▸ Set problem
Rewrite everything in the listing below, from the line containing "Find dark wing" down to the end of the listing, as a JSON list of strings with one string per line and blank lines left out.

··· Records to use ···

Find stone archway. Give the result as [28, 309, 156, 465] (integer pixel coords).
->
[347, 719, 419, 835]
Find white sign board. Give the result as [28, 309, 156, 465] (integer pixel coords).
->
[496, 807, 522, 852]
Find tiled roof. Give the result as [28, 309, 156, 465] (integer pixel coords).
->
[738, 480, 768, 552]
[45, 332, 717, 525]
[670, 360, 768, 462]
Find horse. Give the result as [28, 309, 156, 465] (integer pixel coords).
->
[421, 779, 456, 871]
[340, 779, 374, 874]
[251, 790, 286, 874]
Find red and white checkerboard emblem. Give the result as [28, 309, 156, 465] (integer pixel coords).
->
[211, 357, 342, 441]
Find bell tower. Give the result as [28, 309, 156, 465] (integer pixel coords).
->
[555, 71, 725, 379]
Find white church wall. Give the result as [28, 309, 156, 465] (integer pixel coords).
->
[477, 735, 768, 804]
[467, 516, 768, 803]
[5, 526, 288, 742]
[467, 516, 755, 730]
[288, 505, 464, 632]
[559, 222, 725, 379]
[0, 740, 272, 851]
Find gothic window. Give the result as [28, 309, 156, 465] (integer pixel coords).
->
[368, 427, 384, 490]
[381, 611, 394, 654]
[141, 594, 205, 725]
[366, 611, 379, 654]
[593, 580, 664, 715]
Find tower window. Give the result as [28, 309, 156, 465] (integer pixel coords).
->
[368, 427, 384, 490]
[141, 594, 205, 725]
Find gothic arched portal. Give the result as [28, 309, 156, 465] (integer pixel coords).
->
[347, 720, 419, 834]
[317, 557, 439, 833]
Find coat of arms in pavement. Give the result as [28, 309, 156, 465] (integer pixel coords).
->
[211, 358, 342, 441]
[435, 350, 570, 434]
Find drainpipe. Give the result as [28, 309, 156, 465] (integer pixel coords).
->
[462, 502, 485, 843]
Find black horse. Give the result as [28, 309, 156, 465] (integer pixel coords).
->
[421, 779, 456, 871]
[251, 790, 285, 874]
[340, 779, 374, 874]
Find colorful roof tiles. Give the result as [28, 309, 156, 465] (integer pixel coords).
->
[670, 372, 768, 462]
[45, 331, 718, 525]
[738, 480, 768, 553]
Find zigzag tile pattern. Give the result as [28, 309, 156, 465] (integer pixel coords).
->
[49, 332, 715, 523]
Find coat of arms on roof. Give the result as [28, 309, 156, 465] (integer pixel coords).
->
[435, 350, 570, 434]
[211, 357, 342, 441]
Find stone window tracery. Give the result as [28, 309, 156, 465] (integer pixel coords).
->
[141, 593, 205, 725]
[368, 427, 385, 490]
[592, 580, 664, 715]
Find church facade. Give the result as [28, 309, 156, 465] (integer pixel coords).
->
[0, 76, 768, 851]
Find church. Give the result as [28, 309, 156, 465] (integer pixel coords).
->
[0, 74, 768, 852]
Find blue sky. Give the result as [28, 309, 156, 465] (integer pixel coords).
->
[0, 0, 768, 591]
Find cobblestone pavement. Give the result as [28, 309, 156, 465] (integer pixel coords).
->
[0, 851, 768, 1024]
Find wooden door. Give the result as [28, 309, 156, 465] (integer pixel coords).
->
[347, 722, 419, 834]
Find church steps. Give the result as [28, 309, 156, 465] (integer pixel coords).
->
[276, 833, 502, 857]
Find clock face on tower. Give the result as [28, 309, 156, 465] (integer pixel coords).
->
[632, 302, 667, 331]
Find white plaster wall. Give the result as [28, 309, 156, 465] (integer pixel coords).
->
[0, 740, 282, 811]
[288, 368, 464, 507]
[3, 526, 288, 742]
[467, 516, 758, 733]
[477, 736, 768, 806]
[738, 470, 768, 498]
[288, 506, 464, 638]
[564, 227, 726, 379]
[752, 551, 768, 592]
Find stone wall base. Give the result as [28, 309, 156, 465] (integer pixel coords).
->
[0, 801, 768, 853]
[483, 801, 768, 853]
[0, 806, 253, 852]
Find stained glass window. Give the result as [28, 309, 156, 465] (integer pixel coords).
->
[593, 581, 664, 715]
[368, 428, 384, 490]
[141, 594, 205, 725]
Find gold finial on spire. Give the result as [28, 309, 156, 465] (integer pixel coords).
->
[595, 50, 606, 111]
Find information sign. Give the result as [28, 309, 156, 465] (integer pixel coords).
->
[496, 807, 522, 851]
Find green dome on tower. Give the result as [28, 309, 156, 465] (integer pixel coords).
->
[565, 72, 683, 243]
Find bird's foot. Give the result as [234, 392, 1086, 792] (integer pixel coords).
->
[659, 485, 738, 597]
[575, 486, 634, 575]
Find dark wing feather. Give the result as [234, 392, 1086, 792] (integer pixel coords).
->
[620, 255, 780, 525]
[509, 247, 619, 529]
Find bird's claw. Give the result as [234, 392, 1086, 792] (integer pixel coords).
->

···

▸ Task result
[
  "Find dark wing feather. Give the result as [234, 392, 1086, 792] (integer pixel coords).",
  "->",
  "[620, 255, 780, 525]",
  "[509, 247, 619, 529]",
  "Find bird's claw. Give the result as [234, 392, 1086, 792] (integer pixel coords).",
  "->"
]